▸ **DATA SHOWN**
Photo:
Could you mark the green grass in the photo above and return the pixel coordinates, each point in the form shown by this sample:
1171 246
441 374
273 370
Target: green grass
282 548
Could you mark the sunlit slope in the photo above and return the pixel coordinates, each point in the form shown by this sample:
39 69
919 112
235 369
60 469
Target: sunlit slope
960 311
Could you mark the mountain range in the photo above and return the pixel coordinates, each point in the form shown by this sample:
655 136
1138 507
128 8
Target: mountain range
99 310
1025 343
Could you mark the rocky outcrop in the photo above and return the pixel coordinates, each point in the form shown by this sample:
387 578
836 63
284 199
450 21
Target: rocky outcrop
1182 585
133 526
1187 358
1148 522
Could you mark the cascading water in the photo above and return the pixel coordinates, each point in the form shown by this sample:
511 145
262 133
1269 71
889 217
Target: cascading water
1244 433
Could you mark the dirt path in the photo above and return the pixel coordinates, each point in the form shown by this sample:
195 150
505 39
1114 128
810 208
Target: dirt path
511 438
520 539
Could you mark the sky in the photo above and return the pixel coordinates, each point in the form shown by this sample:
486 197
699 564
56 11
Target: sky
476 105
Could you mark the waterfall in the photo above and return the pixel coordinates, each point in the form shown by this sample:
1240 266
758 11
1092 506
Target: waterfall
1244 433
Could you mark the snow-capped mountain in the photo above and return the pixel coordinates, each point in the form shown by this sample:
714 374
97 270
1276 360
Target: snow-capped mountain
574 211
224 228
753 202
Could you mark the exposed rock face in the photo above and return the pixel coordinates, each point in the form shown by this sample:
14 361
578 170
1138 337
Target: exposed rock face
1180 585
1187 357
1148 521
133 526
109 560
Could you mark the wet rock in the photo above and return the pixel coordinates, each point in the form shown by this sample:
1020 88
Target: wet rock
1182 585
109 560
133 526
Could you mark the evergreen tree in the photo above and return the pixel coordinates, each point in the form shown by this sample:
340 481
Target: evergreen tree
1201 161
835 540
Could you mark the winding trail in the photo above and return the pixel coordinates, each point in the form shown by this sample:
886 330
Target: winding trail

▸ **AIM**
Reproduce, word for word, only the lines from the one that contains "Could you mark the sky" through the final line.

▸ **REPLY TO THE TASK**
Could you mark the sky in the photo above and return the pixel coordinates, each point in the form shown by this sample:
486 197
699 564
56 11
Target: sky
476 105
Could you mark the waterfall in the photo above and return the pixel coordinates, each point in the form shown by this sample:
1240 266
758 11
1092 506
Target: waterfall
1244 433
Could you mark the snow-capped mountain in the photo above and return the pixel coordinates, each point in the form shown by this sample:
714 374
97 270
1276 360
Target: snow-capped mountain
574 211
224 228
753 202
Could you mark the exposed rock face in the photo above and return the pixel coordinates, each point in the form shown by this sample:
14 361
578 170
1138 337
Target: exposed rock face
1180 585
1187 357
1148 521
133 526
109 560
Could you mark the wet rock in the photo above and return the pixel coordinates, each point in the form shown by this sample:
1020 88
Target: wet rock
1182 585
109 560
133 526
Could you mark the evergreen tree in the photo above and return the pixel coordinates, each point in the form shown by this sample:
340 481
Target: evergreen tree
1201 161
835 540
Could you mark the winding trail in the photo above and return the pixel coordinates, each point in the form shown by this sample:
886 330
Target: winding trail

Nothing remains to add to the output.